WHAT YOU WILL DO:
Line by line, give the data again exactly as it appears.

Source records:
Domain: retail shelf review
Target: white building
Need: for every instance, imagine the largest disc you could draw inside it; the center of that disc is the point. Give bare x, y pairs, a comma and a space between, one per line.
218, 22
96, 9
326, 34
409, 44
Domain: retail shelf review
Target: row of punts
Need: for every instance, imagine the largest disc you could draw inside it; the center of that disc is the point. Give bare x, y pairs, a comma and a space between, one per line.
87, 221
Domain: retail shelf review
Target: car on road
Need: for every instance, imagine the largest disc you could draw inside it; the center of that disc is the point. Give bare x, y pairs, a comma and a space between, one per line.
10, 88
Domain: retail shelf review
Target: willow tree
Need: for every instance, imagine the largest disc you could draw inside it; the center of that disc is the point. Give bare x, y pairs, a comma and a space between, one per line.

YOUR RESPONSE:
Domain: retail shelf review
Target: white building
Need: for every instance, imagine the largest disc you could draw inside it; the center of that disc is the point. Give bare x, y pairs, a comma and a space between, one per line.
218, 22
96, 9
326, 34
409, 44
Domain: retail shelf review
Target: row of punts
Need: for every instance, imagine the largest disc you could draw inside it; the center of that disc is the point. Give bare x, y pairs, a comma and a space between, one per line.
87, 221
Domain: retail shelf review
Target: car on road
Need: for every instance, imagine the largest disc you could draw inside it; the center of that disc is the point. Give bare x, y pairs, a comma and a space between, one per line.
10, 88
Domain: retail shelf review
Target: willow tree
Need: for every instance, imagine the largest disc you could draw inside it; the center of that disc is the point. Give bare x, y pairs, a comma and a space between, one per line.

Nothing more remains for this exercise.